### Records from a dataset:
======

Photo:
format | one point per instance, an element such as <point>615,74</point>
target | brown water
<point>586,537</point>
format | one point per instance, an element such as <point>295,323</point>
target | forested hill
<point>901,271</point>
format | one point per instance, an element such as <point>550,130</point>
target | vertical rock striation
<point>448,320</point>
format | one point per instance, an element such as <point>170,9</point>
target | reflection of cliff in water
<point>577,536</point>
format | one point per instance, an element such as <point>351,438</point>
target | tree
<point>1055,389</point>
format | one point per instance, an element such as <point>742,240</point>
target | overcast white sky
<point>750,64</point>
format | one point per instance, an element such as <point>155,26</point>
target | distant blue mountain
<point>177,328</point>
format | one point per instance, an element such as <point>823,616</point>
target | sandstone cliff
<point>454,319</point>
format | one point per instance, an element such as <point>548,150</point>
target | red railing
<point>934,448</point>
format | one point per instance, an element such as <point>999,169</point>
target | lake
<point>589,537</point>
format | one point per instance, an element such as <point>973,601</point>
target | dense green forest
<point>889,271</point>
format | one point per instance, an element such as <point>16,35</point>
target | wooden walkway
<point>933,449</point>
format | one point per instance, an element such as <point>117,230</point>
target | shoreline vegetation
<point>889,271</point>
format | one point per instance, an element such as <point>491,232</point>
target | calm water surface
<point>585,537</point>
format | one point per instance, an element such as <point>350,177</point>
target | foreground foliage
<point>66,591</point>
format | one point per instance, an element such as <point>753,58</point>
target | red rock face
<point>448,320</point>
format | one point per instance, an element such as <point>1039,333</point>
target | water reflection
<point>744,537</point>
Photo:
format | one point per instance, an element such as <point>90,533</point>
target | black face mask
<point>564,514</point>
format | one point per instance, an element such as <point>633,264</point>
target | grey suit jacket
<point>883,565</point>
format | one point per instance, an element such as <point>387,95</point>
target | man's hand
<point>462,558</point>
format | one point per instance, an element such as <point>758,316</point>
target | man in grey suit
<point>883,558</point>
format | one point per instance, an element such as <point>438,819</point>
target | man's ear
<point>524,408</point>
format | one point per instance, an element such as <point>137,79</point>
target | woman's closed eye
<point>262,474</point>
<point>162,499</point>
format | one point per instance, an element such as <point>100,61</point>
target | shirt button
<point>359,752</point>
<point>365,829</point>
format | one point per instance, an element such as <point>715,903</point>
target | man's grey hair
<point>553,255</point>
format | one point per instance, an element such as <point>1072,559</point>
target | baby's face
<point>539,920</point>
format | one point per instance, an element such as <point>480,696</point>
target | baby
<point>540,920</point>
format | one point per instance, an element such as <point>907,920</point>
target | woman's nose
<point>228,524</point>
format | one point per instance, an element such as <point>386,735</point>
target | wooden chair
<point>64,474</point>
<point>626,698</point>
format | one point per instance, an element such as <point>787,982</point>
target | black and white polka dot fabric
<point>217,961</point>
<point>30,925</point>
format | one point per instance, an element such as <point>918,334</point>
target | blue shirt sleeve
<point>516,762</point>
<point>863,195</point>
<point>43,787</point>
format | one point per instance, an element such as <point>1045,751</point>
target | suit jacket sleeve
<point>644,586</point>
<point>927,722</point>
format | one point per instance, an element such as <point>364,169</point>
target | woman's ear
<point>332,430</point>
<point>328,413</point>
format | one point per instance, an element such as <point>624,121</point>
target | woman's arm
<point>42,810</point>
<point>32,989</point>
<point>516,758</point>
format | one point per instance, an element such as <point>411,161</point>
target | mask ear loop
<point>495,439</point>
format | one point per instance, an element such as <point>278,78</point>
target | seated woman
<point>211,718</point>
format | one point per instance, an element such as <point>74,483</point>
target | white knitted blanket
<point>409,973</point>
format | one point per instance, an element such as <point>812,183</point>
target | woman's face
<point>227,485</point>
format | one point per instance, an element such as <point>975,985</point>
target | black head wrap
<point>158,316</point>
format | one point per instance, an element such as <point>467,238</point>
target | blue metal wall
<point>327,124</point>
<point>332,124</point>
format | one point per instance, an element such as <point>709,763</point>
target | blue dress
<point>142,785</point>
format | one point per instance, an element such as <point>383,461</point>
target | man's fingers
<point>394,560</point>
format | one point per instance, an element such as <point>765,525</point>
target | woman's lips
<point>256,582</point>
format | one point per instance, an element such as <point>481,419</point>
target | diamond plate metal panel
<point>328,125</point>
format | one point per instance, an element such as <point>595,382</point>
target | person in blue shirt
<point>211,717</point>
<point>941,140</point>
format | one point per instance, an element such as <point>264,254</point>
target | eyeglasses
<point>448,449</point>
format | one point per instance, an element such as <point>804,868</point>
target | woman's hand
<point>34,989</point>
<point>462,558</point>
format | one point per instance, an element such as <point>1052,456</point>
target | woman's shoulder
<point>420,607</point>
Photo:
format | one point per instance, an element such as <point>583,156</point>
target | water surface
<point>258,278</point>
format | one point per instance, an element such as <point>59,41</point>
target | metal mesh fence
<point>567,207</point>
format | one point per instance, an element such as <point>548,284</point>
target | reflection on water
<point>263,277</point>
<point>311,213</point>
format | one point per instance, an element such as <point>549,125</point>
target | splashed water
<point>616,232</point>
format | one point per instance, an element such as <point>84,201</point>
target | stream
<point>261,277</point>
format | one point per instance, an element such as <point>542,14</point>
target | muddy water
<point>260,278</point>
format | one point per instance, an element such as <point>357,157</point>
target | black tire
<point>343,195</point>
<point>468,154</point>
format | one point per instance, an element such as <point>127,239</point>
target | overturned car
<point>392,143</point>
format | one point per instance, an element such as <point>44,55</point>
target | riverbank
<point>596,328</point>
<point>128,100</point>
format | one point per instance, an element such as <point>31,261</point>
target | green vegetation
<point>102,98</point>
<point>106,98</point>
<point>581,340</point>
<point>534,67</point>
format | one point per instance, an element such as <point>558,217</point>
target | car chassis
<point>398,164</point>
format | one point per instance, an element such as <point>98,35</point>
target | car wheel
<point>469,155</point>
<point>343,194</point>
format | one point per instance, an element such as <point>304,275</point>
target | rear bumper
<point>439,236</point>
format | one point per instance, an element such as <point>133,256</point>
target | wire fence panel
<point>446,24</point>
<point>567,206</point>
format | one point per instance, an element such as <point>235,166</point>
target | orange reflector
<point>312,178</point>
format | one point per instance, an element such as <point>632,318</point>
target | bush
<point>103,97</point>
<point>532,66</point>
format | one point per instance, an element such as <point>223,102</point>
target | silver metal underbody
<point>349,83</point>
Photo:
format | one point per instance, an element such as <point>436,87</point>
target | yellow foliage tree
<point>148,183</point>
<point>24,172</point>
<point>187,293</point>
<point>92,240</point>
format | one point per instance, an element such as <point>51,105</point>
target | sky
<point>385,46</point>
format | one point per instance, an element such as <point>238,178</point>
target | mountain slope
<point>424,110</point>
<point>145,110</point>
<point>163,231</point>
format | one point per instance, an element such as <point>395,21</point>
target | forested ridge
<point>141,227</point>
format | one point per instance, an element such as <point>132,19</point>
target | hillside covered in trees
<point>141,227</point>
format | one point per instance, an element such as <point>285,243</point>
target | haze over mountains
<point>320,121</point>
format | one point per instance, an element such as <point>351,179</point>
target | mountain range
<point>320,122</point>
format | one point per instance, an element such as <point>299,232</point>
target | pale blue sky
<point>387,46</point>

======

### ASSIGNMENT:
Each line from the one containing "target | yellow foliage tree" through the last line of the entries above is to be returned exactly, and no others.

### RESPONSE:
target | yellow foliage tree
<point>148,183</point>
<point>24,172</point>
<point>187,293</point>
<point>92,240</point>
format | one point per instance, an element such as <point>51,105</point>
target | sky
<point>385,46</point>
format | one point per instance, an element such as <point>238,178</point>
target | mountain slope
<point>424,110</point>
<point>145,110</point>
<point>163,231</point>
format | one point per instance, an element such as <point>395,21</point>
target | forested ridge
<point>141,227</point>
format | one point per instance, an element such as <point>132,19</point>
target | hillside covered in trees
<point>141,227</point>
format | one point per instance, an element such as <point>285,243</point>
target | haze over mountains
<point>320,121</point>
format | one point per instance, an element such as <point>351,179</point>
target | mountain range
<point>320,122</point>
format | one point per instance, an element such as <point>299,232</point>
target | pale blue sky
<point>387,46</point>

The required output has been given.